• Textauszug
━━━

An einem Dienstagmorgen um 10 Uhr im Mannheimer Schloss eilen unzählige Studierende zu ihren Vorlesungen und Seminaren, kaufen noch schnell einen Kaffee, um die frühe Uhrzeit zu kompensieren, und um sich dann, meist samt Laptop, in ihren Veranstaltungen einzufinden. Auch im Nordteil des Schneckenhofs füllt sich der „Lautenschläger-Hörsaal“ allmählich für die Vorlesung von Philipp Gassert, der in diesem Semester über die Geschichte Deutschlands als Einwanderungsgesellschaft lehrt.

Gasthörer und Seniorenstudium

  • Zwischen Gasthörenden und Seniorenstudierenden gibt es keinen formalen Unterschied.
  • Zur Teilnahme wird kein bestimmter Bildungsabschluss vorausgesetzt, es können allerdings auch keine Prüfungsleistungen erworben werden.
  • Die nächste Infoveranstaltung für Interessierte eines Gasthörerstudiums findet am Freitag, 8. Februar, um 11.30 Uhr im Hörsaal M003 (Mittelbau) im Mannheimer Schloss statt.
  • Das Studienangebot ist fakultätsübergreifend.
  • Gasthörer können aus verschiedenen Veranstaltungen in Fächern wie BWL, Jura, Psychologie oder Medien und Kommunikation wählen. jaf

Jede Woche referiert er vor etwa hundert Studierenden, wie gewöhnlich sind viele unter ihnen gerade einmal Anfang Zwanzig. Doch die Zuhörerschaft seiner Vorlesung besteht zu einem beinahe genauso hohen Anteil aus Besuchern, die ihre Zwanziger längst hinter sich gelassen haben: die Seniorenstudierenden und Gasthörer.

━━━

• Erfasste Daten
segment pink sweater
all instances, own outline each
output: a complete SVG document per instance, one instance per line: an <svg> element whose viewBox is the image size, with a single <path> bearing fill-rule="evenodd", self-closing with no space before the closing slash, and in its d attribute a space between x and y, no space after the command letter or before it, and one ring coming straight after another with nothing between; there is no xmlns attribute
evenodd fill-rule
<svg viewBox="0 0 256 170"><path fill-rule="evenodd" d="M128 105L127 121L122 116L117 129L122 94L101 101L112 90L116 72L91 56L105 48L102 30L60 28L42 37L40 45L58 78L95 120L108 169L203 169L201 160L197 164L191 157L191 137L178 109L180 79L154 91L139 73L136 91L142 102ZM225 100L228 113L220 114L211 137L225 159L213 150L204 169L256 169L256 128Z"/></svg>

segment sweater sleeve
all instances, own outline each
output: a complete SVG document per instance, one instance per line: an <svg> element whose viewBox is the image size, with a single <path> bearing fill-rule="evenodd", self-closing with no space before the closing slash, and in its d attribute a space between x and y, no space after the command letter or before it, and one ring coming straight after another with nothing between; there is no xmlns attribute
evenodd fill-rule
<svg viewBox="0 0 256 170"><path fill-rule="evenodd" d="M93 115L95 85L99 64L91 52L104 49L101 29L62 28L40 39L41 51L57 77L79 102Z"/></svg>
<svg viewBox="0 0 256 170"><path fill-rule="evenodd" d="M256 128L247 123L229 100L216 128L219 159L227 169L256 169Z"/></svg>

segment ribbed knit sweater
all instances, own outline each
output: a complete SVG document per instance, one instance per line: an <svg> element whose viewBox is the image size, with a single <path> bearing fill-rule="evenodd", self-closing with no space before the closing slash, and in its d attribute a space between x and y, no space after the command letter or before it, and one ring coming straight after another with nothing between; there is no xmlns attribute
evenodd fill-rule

━━━

• Aufgabe
Gib aus dem Text über Gasthörer und Seniorenstudierende alles von „Gasthörer und Seniorenstudium“ bis hinunter zu „Mannheimer Schloss statt.“ wortgetreu wieder.

• Lösung
Gasthörer und Seniorenstudium

  • Zwischen Gasthörenden und Seniorenstudierenden gibt es keinen formalen Unterschied.
  • Zur Teilnahme wird kein bestimmter Bildungsabschluss vorausgesetzt, es können allerdings auch keine Prüfungsleistungen erworben werden.
  • Die nächste Infoveranstaltung für Interessierte eines Gasthörerstudiums findet am Freitag, 8. Februar, um 11.30 Uhr im Hörsaal M003 (Mittelbau) im Mannheimer Schloss statt.